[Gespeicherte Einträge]
+++++

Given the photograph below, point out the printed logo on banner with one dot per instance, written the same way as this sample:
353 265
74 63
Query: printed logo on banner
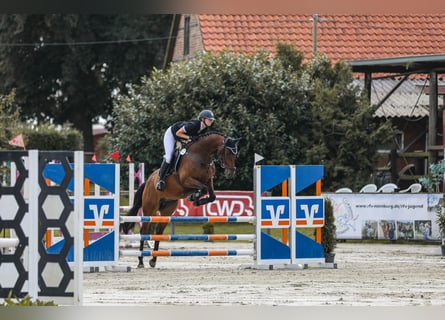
275 212
99 213
310 211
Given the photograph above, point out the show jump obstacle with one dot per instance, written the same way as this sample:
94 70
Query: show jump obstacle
288 212
47 192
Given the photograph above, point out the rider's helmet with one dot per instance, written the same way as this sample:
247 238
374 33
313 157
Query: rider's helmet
206 114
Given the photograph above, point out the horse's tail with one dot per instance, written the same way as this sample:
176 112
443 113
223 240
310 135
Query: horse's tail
137 204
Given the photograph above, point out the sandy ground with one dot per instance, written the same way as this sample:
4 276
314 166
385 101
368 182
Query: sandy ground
366 275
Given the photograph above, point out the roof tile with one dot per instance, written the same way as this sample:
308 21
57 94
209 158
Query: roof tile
346 37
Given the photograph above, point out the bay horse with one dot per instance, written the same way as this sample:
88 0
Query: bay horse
192 179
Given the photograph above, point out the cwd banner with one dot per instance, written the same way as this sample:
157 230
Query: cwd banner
389 216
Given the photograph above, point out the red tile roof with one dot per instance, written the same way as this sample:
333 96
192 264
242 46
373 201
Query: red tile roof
347 37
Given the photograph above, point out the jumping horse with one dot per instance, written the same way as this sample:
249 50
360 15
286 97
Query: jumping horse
193 178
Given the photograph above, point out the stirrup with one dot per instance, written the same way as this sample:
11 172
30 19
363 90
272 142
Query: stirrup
160 185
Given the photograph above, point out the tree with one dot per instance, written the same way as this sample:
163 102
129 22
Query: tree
10 124
43 136
68 67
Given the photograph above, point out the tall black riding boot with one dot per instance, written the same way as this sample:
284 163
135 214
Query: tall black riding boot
162 173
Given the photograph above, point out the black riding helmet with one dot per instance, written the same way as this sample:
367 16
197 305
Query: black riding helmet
206 114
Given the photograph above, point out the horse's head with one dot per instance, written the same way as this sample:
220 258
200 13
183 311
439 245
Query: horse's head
227 156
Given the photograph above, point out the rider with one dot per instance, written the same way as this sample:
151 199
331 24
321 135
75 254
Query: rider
186 130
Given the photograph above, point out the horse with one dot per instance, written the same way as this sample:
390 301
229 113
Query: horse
193 178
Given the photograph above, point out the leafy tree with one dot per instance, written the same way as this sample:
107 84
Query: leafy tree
9 119
43 136
67 67
252 97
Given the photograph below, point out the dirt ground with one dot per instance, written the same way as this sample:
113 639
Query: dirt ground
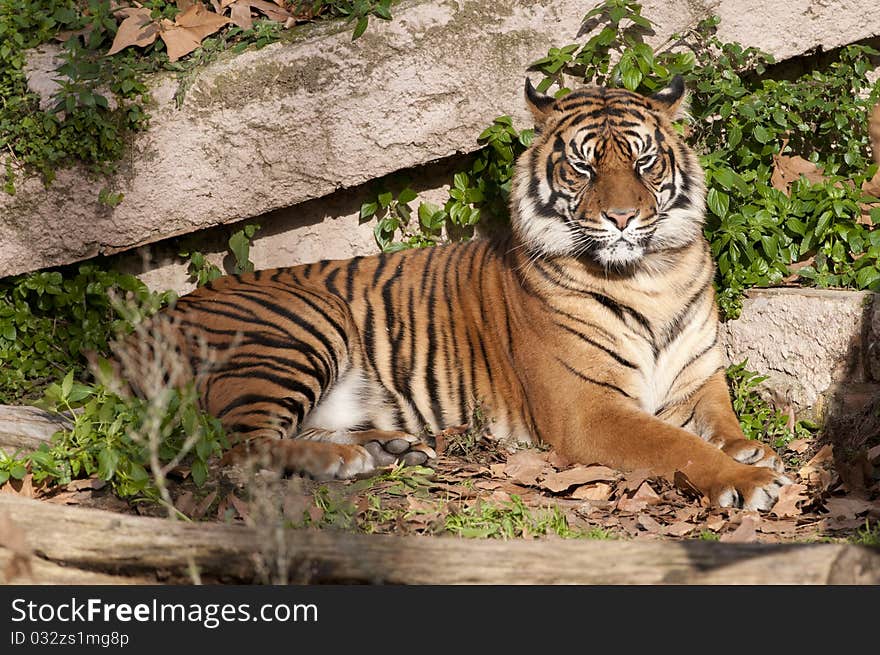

+++++

Schreib die ganze Liste oben neu und setz dabei überall „Label“ statt „Query“ ein, ohne sonst etwas zu ändern. Die Bilder lässt du in deiner Antwort weg.

* [VOLLSTÄNDIGE ANTWORT]
Given the photograph below, point out the printed logo on banner with one dot per instance, written the same way as this sample:
353 265
74 63
Label: printed logo on banner
275 212
99 213
310 211
Given the photograph above, point out the show jump obstacle with one dot per instance, written the same way as this sample:
94 70
Label: show jump obstacle
288 212
47 192
Given the photograph above, point out the rider's helmet with one dot per instance, written the same way as this sample:
247 238
374 33
313 157
Label: rider's helmet
206 114
Given the photograph above, point out the horse's tail with one dot per instance, written the same way as this sample:
176 112
443 113
223 240
310 135
Label: horse's tail
137 204
Given the photograph above, point out the sandy ground with one dot per instance, written the same way as this sample:
4 276
314 166
385 101
368 182
Label: sandy ground
366 275
Given the photograph above, point out the roof tile with one dot per instance, written the same way as this sample:
308 21
57 94
209 158
Label: roof tile
346 37
Given the photograph above, point out the bay horse with one dot per instance, written the same way as this sample:
88 0
Label: bay horse
192 179
Given the photograph above, point out the cwd banner with one dot per instance, written the same way as this sample:
157 230
Label: cwd banner
389 216
Given the photograph above, point out the red tile roof with one dot per instance, written the same way as this sample:
333 96
192 264
242 46
373 201
Label: red tile roof
347 37
Given the photograph above, point out the jumping horse with one dot per instance, written the same way as this sample:
249 50
360 15
286 97
Label: jumping horse
193 178
Given the photograph above, point out the stirrup with one dot per instance, written the same way as this sample:
11 172
30 19
363 90
272 142
Label: stirrup
160 185
Given the photograph above, point out the tree with one dot per instance, written the same way as this sample:
163 102
129 22
Label: tree
10 124
43 136
68 67
Given the photograph above, point out the tall black riding boot with one dot per instance, written the same way as this sample:
284 163
135 214
Label: tall black riding boot
162 173
Given the photograph above, point out the black riding helmet with one dot per instance, written the same way as this sample:
367 16
197 305
Label: black riding helmet
206 114
Given the photograph above, point out the horse's head with one dot per instance, written the same way as this sample:
220 258
200 13
183 311
439 245
Label: horse's head
227 156
Given the photograph above, point out the rider with one dot per instance, written the same way as this sample:
151 199
331 24
321 135
75 254
Label: rider
186 130
Given the photograph above, point out the horse with one dot per instance, written the same way as this sample:
390 301
229 113
Label: horse
193 178
Given the photograph above, point out the leafy tree with one dot per instance, written the same way as this sample:
107 84
Label: leafy tree
9 119
43 136
67 67
252 97
Given the photograph below, point out the dirt ground with one dot per instance, written the same way as this sample:
113 639
Label: dirt ground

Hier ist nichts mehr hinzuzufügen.